(Extracted data entries)
· · · · ·

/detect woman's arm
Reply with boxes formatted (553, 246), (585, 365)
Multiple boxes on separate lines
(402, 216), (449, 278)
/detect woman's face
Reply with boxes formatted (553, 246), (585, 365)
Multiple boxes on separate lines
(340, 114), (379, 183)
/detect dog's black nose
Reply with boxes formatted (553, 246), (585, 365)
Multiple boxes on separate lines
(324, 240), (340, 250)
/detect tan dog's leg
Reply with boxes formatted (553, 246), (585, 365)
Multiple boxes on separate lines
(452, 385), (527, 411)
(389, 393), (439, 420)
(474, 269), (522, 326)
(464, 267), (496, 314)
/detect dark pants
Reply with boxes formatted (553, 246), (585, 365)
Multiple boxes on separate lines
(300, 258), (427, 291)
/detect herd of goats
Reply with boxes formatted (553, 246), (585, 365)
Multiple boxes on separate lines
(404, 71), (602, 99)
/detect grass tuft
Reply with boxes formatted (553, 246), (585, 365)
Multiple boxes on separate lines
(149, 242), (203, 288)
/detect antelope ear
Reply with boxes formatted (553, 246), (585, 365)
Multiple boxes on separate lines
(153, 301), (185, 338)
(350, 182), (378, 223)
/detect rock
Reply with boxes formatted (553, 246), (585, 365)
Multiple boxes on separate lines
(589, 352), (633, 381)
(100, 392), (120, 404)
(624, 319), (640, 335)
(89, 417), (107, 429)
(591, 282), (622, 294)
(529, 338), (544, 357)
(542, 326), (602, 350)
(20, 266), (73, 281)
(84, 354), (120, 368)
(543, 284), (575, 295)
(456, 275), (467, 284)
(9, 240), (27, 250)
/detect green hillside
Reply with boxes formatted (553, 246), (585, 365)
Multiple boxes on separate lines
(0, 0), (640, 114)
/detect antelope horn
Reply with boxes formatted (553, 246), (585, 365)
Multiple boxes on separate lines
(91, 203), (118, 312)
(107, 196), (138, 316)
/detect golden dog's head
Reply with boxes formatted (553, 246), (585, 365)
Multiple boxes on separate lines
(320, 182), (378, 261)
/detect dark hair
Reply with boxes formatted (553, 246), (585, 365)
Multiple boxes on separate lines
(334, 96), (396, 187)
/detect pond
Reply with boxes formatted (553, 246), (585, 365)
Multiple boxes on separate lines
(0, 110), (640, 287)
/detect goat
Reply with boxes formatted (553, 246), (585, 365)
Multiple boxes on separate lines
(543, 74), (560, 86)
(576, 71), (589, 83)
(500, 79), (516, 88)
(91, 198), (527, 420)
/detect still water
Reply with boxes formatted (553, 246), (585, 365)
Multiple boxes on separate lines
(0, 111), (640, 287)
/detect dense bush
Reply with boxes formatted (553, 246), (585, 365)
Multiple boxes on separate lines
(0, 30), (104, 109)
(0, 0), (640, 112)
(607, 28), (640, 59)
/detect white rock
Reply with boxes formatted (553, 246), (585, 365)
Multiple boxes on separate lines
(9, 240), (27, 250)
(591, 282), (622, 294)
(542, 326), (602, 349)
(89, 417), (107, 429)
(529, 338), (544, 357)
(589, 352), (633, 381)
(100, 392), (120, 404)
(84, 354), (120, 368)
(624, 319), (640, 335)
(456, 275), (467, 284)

· · · · ·

Exercise aim: Convert every line of the rows above into a single numbered list, and omit any blank lines.

Solved problem:
1. /detect woman's arm
2. Reply with boxes formatted (553, 246), (585, 365)
3. Multiple boxes on separate lines
4. (402, 216), (449, 278)
5. /detect woman's face
6. Reply with boxes formatted (553, 246), (585, 365)
7. Multiple boxes on separate lines
8. (340, 114), (379, 183)
9. /detect dog's black nose
10. Reply with boxes formatted (553, 246), (585, 365)
11. Multiple boxes on separate lines
12. (324, 240), (340, 250)
13. /detect tan dog's leg
14. Reply with boxes formatted (553, 246), (585, 365)
15. Multiple boxes on separate lines
16. (452, 385), (527, 411)
17. (389, 393), (439, 420)
18. (474, 269), (522, 326)
19. (464, 267), (496, 314)
20. /detect dark pants
21. Reply with boxes formatted (553, 246), (585, 365)
22. Multiple boxes on separate lines
23. (300, 258), (427, 291)
24. /detect herd of goats
25. Reply with boxes formatted (553, 246), (585, 365)
26. Multiple boxes on separate lines
27. (404, 71), (602, 99)
28. /detect grass tuft
29. Reply with boxes formatted (553, 246), (585, 365)
30. Multiple boxes on separate lines
31. (149, 242), (203, 288)
32. /detect antelope ear
33. Reply with boxes formatted (553, 246), (585, 365)
34. Multiple boxes on separate lines
35. (153, 301), (185, 338)
36. (350, 182), (378, 223)
37. /detect rock
38. Reply with boxes formatted (553, 246), (585, 365)
39. Multiple boxes on separate lines
40. (589, 352), (633, 381)
41. (100, 392), (120, 404)
42. (624, 319), (640, 335)
43. (89, 417), (107, 429)
44. (591, 282), (622, 294)
45. (529, 338), (544, 357)
46. (542, 326), (602, 350)
47. (20, 266), (73, 281)
48. (84, 354), (120, 368)
49. (543, 284), (575, 295)
50. (456, 275), (467, 284)
51. (9, 240), (27, 250)
52. /detect green hillside
53. Reply with boxes formatted (553, 246), (585, 365)
54. Multiple boxes on separate lines
55. (0, 0), (640, 114)
56. /detect antelope horn
57. Reply with boxes formatted (553, 246), (585, 365)
58. Multiple boxes on separate lines
59. (91, 203), (118, 312)
60. (107, 196), (138, 316)
61. /detect golden dog's head
62. Reply with boxes formatted (553, 246), (585, 365)
63. Multiple boxes on separate lines
64. (320, 182), (378, 261)
65. /detect dark hair
66. Reply with boxes formatted (553, 246), (585, 365)
67. Multiple boxes on separate lines
68. (334, 96), (396, 187)
69. /detect pond
70. Reply with boxes formatted (553, 246), (585, 365)
71. Multiple boxes on separate lines
72. (0, 110), (640, 287)
73. /detect goat
74. Reply with boxes formatted (553, 246), (585, 365)
75. Multiple boxes on separate lines
76. (543, 74), (560, 86)
77. (576, 71), (589, 83)
78. (500, 79), (516, 88)
79. (91, 198), (527, 420)
80. /detect still water
81. Reply with boxes formatted (553, 246), (585, 365)
82. Multiple boxes on separate lines
83. (0, 111), (640, 287)
84. /detect dense bush
85. Reply with boxes formatted (553, 246), (585, 365)
86. Multiple boxes on separate lines
87. (0, 30), (104, 109)
88. (0, 0), (640, 112)
89. (607, 28), (640, 59)
90. /detect white rock
91. Reply with boxes formatted (553, 246), (585, 365)
92. Multiple boxes on separate lines
93. (9, 240), (27, 250)
94. (591, 282), (622, 294)
95. (542, 326), (602, 349)
96. (89, 417), (107, 429)
97. (529, 338), (544, 357)
98. (589, 352), (633, 381)
99. (100, 392), (120, 404)
100. (84, 354), (120, 368)
101. (624, 319), (640, 335)
102. (456, 275), (467, 284)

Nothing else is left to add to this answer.